On Friday I hosted my second annual Feast of Seven Fishes, with a small group of friends here at home. Not all are up to the task of eating seven fish in one sitting, but it was a good willing crowd. Anchovy, salmon, shrimp, mussels, cod loin, clams, branzino.
It was a good way to start to wind down a year of such deep water dreaming. Of grieving and painting and praying. Of thinking daily about Bishop Ambrose’s words that “this world is the sea…and you must be this fish, that the waves of the world do not swallow you.1” I love fish more than ever.
Those skilled in mourning often reassure less seasoned grievers by saying sea legs in the depths promise heights. Said simply, with sorrow comes joy. I believe it, I do. But I want better language. So I’ve been reading philosophy of emotion, which is a field where people say old and true things in new ways that excite me.

(Annotated photo location data)
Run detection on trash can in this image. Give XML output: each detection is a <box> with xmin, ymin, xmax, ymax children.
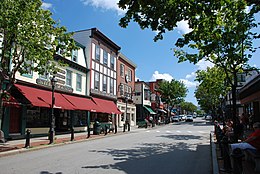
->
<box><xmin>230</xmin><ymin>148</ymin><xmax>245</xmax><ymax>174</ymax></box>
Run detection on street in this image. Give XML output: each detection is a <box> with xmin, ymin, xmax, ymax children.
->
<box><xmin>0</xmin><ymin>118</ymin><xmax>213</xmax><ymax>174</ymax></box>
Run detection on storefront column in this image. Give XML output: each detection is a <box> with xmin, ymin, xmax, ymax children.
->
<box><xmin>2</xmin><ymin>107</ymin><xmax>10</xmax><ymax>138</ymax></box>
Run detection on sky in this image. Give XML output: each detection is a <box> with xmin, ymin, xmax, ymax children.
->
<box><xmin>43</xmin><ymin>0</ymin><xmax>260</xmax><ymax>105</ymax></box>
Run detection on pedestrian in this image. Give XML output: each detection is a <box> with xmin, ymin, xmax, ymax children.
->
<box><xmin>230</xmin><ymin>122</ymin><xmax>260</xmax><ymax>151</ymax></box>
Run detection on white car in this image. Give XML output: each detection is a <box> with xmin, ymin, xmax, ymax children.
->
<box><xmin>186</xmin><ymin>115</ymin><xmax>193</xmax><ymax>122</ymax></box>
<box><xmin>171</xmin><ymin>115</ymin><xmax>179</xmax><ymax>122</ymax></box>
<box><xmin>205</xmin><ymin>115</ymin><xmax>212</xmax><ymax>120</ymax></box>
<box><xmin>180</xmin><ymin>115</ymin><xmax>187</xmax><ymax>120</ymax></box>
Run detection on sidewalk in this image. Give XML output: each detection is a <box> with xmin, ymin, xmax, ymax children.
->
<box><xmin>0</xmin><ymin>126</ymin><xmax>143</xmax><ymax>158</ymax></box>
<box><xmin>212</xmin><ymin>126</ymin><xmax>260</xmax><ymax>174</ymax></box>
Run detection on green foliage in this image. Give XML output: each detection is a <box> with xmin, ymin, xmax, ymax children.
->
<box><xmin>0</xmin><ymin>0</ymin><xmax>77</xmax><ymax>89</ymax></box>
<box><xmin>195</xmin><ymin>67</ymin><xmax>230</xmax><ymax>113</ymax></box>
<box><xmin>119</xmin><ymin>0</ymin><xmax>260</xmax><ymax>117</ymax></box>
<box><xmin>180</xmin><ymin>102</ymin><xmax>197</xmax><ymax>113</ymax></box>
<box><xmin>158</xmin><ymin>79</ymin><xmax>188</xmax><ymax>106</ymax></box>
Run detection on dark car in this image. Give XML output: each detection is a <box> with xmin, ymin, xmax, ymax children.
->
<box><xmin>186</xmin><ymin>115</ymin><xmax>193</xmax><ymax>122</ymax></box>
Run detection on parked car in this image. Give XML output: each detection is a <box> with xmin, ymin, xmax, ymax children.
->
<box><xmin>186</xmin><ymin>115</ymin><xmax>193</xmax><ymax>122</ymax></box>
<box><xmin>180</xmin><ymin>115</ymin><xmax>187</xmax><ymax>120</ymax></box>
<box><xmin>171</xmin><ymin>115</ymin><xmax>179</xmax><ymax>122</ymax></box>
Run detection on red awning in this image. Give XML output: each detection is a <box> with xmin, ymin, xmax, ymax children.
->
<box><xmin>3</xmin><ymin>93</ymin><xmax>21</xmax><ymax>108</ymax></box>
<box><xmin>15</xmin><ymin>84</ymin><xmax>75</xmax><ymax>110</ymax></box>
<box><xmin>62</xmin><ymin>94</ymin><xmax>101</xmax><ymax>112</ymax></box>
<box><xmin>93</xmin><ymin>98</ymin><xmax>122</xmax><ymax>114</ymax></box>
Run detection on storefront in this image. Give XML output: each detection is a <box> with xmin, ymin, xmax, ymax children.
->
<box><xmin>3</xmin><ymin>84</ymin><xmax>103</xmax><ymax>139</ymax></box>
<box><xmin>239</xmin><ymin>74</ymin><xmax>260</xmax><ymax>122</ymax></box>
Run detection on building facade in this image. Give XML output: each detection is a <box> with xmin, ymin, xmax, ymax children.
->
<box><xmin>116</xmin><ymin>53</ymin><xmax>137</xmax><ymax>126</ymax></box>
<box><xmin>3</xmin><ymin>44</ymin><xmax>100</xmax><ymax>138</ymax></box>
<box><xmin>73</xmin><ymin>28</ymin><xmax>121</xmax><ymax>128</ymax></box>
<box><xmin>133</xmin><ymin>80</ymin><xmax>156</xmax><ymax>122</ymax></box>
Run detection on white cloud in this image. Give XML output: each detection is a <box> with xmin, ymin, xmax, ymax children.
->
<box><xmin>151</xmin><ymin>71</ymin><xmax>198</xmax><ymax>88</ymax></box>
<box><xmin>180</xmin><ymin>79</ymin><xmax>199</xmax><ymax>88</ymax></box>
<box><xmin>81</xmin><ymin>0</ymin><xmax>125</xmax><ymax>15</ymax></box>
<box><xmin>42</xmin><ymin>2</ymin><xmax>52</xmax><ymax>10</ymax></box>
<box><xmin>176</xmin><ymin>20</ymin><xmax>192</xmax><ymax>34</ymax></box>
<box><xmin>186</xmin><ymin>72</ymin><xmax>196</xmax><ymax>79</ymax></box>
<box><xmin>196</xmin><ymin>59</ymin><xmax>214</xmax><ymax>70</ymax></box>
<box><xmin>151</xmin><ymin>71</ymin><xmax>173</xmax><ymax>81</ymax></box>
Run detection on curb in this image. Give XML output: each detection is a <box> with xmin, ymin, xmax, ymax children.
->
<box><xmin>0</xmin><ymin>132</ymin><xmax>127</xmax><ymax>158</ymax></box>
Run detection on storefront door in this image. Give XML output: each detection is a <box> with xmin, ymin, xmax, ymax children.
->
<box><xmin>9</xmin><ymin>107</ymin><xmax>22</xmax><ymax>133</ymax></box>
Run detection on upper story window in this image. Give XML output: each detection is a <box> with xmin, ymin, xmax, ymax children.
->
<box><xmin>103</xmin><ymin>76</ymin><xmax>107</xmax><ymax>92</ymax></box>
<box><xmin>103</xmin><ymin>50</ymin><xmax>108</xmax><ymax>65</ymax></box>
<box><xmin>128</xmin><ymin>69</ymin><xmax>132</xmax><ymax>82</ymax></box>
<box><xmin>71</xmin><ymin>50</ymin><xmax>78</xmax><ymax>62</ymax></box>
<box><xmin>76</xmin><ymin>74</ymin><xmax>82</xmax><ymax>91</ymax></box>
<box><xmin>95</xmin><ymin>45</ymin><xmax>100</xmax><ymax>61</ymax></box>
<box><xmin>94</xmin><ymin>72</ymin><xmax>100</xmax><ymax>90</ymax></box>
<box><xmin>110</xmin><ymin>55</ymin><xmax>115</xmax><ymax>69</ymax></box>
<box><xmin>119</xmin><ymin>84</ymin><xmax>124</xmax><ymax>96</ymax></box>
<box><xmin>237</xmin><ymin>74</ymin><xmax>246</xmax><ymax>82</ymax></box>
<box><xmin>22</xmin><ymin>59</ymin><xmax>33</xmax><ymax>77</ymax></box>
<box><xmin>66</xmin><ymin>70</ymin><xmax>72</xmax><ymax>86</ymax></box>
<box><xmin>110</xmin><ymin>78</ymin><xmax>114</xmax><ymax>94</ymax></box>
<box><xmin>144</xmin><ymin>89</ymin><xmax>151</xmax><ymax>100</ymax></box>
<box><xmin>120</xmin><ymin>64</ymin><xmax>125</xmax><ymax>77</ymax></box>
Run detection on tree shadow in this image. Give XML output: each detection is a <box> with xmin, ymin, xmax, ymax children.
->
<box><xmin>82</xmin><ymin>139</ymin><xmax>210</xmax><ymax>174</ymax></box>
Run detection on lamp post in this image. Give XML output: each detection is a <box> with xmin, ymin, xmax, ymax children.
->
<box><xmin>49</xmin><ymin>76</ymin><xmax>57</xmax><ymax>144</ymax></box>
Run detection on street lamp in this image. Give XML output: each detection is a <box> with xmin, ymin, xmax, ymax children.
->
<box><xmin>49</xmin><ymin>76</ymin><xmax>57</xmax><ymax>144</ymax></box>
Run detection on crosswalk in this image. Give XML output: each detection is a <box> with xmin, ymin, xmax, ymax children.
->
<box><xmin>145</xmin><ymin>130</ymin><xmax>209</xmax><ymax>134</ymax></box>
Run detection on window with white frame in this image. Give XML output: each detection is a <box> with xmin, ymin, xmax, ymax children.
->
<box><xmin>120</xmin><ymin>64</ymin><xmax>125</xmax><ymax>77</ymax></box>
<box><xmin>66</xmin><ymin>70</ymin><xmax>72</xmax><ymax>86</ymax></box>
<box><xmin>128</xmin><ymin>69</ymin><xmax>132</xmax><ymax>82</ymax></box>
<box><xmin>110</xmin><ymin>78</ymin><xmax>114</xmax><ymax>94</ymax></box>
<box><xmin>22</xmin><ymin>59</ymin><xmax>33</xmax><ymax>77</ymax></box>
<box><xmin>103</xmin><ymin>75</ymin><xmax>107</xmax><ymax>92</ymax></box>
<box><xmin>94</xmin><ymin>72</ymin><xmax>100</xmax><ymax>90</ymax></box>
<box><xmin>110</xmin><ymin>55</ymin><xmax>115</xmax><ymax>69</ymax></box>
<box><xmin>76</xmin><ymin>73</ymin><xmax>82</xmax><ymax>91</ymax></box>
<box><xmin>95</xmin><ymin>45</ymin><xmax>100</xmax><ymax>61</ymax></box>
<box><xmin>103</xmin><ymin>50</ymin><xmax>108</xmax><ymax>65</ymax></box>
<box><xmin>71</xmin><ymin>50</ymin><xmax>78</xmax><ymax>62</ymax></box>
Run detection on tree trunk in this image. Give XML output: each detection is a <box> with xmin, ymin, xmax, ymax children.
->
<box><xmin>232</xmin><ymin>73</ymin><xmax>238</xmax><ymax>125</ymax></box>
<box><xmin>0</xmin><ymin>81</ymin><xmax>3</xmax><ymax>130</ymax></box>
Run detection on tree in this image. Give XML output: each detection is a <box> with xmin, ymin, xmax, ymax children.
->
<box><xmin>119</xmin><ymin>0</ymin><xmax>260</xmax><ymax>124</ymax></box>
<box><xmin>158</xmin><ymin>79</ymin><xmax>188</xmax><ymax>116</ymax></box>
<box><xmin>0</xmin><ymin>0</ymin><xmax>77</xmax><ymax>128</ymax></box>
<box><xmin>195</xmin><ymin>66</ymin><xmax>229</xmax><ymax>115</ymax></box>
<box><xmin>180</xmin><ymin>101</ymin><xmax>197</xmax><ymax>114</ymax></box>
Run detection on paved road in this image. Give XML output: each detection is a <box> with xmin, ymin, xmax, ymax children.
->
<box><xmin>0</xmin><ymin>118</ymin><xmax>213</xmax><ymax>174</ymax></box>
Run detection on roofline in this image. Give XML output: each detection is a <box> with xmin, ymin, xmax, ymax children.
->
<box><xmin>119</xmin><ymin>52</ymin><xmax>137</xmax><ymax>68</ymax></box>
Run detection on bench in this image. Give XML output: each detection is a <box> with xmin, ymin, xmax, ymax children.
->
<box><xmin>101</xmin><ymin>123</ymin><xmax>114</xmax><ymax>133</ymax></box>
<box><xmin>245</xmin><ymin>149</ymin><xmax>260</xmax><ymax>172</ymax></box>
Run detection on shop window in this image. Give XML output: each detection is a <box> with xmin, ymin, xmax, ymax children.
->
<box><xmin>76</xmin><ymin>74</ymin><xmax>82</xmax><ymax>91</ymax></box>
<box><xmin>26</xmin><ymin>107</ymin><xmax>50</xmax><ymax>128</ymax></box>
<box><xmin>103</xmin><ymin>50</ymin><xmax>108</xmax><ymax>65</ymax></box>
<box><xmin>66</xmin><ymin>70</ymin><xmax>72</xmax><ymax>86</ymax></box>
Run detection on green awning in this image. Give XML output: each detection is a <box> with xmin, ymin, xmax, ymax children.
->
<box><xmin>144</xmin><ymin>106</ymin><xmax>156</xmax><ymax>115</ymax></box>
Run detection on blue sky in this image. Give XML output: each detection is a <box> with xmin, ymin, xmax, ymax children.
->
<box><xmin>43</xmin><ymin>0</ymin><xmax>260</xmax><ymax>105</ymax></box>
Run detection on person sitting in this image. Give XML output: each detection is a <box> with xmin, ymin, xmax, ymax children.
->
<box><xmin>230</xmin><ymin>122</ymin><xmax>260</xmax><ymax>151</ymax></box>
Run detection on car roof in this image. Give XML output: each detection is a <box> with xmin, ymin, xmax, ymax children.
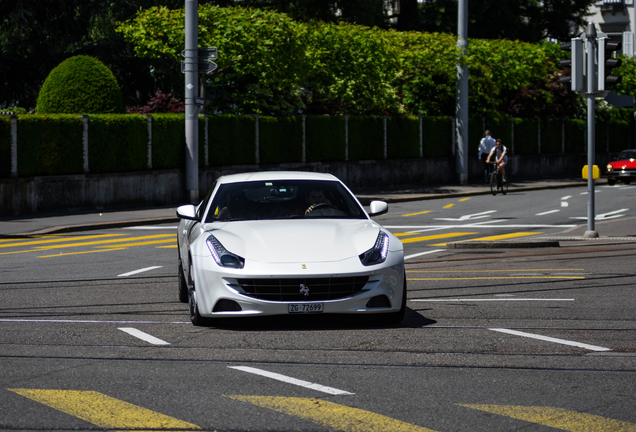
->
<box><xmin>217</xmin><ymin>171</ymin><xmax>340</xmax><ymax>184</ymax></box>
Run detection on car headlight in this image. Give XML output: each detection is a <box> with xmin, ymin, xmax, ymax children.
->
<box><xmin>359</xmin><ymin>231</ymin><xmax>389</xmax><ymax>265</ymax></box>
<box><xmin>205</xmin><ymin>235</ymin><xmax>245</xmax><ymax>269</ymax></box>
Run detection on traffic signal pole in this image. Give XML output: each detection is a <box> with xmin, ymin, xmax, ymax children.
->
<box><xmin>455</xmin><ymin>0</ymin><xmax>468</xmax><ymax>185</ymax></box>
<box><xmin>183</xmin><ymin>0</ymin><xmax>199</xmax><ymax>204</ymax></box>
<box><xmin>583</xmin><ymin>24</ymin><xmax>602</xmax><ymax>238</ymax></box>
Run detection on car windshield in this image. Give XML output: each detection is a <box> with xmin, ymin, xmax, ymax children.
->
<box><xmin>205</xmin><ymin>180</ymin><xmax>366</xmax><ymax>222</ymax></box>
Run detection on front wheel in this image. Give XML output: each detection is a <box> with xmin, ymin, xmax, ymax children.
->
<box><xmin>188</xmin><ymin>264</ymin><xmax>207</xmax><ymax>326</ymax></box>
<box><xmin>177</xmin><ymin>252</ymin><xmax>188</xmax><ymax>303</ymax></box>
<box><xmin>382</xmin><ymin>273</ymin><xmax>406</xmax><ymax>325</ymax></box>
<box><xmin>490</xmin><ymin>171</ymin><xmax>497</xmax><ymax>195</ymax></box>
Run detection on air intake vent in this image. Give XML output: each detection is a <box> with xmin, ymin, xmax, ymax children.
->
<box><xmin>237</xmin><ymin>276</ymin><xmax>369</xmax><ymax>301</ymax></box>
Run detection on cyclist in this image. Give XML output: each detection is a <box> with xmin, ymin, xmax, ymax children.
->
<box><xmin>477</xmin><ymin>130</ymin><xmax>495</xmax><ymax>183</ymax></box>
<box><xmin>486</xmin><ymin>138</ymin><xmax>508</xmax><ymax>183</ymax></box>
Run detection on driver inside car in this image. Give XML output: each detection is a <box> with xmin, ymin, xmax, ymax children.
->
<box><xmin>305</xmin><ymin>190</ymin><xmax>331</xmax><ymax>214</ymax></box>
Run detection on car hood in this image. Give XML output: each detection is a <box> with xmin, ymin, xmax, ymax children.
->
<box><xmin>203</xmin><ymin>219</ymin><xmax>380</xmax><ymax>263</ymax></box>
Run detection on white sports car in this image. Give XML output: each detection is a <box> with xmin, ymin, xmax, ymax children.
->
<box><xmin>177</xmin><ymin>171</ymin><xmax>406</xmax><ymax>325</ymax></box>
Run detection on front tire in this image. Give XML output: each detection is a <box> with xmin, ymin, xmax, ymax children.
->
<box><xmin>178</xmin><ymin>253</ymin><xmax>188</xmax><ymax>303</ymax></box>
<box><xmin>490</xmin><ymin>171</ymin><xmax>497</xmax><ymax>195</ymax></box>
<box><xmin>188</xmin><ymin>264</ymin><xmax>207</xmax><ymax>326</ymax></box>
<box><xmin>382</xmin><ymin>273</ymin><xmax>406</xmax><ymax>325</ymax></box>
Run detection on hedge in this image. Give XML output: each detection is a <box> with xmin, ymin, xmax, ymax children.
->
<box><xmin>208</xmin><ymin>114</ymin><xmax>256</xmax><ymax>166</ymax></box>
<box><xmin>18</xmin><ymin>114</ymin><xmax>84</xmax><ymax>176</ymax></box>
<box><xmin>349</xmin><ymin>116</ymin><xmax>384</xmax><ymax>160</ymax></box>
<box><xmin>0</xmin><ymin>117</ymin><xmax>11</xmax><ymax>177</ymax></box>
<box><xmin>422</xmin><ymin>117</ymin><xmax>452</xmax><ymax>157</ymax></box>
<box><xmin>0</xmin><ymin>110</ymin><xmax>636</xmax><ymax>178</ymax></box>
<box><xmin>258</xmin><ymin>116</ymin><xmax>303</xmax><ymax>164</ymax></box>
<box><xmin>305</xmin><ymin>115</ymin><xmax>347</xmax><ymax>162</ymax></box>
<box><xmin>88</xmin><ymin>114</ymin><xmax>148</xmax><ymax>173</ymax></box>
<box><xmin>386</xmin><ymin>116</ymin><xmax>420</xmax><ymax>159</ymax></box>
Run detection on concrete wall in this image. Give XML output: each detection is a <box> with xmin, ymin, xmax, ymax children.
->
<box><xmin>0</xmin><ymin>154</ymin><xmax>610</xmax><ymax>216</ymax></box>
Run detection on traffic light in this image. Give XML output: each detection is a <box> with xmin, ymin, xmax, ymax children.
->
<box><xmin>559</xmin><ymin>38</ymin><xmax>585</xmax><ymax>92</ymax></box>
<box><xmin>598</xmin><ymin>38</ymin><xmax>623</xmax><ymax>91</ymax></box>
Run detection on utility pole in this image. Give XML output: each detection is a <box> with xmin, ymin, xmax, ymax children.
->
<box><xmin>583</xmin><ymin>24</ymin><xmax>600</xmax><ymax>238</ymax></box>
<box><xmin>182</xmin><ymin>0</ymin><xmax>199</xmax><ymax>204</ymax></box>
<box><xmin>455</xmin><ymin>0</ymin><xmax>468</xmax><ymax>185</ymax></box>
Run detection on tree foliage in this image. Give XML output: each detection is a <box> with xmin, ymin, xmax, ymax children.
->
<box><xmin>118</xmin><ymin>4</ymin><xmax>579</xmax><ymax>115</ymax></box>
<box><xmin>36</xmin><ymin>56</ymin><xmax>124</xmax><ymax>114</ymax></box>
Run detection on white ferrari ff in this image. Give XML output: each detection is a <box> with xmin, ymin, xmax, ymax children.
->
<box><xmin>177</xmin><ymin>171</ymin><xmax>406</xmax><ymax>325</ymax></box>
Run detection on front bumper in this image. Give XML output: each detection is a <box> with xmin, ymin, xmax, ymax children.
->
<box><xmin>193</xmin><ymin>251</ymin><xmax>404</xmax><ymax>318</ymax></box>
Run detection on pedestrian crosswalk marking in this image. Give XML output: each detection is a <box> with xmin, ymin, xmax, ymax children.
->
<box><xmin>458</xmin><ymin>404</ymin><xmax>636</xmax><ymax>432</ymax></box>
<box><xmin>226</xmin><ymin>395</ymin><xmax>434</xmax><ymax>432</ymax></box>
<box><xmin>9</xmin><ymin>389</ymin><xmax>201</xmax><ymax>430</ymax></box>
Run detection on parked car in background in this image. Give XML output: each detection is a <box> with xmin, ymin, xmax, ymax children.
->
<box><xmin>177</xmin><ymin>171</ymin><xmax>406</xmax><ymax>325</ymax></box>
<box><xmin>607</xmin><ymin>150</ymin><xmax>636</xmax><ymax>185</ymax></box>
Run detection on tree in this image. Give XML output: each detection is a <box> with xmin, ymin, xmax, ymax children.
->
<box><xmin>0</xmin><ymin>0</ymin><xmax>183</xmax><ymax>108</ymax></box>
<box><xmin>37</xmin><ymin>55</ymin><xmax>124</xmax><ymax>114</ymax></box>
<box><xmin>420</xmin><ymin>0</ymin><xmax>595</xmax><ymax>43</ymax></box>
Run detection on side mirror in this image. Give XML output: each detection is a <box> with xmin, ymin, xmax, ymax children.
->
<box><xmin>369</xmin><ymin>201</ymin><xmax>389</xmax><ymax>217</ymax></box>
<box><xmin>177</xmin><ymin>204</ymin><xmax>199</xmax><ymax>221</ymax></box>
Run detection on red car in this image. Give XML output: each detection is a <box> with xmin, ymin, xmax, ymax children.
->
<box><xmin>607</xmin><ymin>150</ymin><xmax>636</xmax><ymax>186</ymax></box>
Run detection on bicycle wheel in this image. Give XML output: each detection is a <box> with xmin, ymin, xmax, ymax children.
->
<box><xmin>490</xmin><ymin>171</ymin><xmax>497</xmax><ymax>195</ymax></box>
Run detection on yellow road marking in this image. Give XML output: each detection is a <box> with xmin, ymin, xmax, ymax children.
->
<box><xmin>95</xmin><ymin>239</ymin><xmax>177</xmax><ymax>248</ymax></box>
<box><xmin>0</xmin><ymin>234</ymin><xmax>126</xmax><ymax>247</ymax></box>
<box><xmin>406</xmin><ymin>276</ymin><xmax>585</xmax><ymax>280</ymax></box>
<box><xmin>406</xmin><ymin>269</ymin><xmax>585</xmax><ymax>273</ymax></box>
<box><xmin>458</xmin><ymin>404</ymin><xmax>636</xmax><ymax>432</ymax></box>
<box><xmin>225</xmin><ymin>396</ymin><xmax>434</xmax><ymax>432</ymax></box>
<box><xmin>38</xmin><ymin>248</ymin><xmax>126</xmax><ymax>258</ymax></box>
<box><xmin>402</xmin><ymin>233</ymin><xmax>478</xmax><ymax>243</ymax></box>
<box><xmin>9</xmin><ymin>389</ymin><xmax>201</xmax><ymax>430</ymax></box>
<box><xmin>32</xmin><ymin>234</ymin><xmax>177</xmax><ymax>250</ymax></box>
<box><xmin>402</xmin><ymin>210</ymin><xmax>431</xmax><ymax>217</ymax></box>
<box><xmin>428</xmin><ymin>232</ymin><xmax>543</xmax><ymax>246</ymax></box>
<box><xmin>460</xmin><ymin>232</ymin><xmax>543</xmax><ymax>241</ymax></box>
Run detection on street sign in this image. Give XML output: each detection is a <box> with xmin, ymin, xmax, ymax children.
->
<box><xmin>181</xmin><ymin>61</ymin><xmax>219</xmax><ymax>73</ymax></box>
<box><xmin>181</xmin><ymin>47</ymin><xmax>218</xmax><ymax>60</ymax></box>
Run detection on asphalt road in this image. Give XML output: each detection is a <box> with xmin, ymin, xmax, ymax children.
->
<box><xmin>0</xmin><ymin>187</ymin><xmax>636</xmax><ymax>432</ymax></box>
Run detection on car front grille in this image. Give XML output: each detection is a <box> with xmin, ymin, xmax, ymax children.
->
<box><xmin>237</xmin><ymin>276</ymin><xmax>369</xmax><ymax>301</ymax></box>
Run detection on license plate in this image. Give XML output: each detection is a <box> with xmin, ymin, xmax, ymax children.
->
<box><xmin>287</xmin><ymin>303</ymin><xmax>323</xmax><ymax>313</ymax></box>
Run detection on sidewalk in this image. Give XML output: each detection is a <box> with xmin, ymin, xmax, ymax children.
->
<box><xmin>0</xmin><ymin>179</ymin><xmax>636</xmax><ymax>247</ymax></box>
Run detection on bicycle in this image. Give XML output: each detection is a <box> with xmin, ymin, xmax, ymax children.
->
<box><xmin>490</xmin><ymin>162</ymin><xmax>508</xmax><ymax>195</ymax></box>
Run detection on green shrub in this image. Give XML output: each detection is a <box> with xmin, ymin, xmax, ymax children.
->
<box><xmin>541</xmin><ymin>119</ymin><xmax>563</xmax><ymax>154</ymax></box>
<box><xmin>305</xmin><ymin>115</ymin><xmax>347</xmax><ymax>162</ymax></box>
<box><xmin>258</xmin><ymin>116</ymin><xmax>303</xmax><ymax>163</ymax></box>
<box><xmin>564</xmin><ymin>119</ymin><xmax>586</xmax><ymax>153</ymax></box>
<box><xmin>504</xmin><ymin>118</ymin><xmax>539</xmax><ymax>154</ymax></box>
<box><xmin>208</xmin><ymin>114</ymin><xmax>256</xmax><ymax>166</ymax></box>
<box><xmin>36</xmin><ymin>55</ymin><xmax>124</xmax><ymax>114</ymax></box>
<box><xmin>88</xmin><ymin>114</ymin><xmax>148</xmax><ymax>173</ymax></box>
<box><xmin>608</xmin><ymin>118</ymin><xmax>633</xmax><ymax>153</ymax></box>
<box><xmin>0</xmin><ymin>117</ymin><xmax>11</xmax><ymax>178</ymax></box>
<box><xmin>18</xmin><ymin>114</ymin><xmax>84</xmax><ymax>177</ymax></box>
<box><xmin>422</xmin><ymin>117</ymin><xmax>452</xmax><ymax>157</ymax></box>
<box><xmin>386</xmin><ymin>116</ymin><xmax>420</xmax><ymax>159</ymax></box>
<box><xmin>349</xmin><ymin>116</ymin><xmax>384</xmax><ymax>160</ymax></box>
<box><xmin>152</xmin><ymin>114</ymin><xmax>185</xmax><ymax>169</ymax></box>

• [TASKS FOR THIS EXERCISE]
1. Write out the part of the Feast of Seven Fishes piece starting with "Those skilled in" and going on through "that excite me.".
2. Extend the Feast of Seven Fishes piece, picking up right after its last sentence.

• [ANSWERS TO THE EXERCISES]
1.
Those skilled in mourning often reassure less seasoned grievers by saying sea legs in the depths promise heights. Said simply, with sorrow comes joy. I believe it, I do. But I want better language. So I’ve been reading philosophy of emotion, which is a field where people say old and true things in new ways that excite me.

2.
I’ve been reading the work of a researcher named Line Ryberg Ingerslev, who looks at grief, responsiveness, and other things I’ve long had an interest in. In her recent article titled “What the experience of transience tells us about the afterlife,” Ingerslev considers what happens when we “revolt against mourning” and the relationship between willingness to mourn and world-building.
People respond to the transient nature of reality in all kinds of ways. Some are despondent knowing nothing good stays, while others refuse to accept it. And while I’m sure there are many who respond well to loss, I bet defending against it’s most common.
Aware that we’ll lose who and what we love in the end many refuse mourning by refusing to love. And maybe this is what people mean when they say our capacity for joy’s related to our capacity for sorrow. Fear of intimacy involves fear of mourning.
Ingerslev calls the tendency to rebel against transience a “revolt against mourning” and cites philosopher and psychoanalyst Jonathan Lear who names this revolt “a spoiling activity” and an “attack” on the ability to experience pleasure in the present.
In his book Passionate Marriage, sex therapist David Schnarch2 notes this paradox: The more we come to rely on an other, the harder it may be to share true wants and needs. As our reliance on the other increases, so too do the consequences of loss if it turns out our needs can’t be met.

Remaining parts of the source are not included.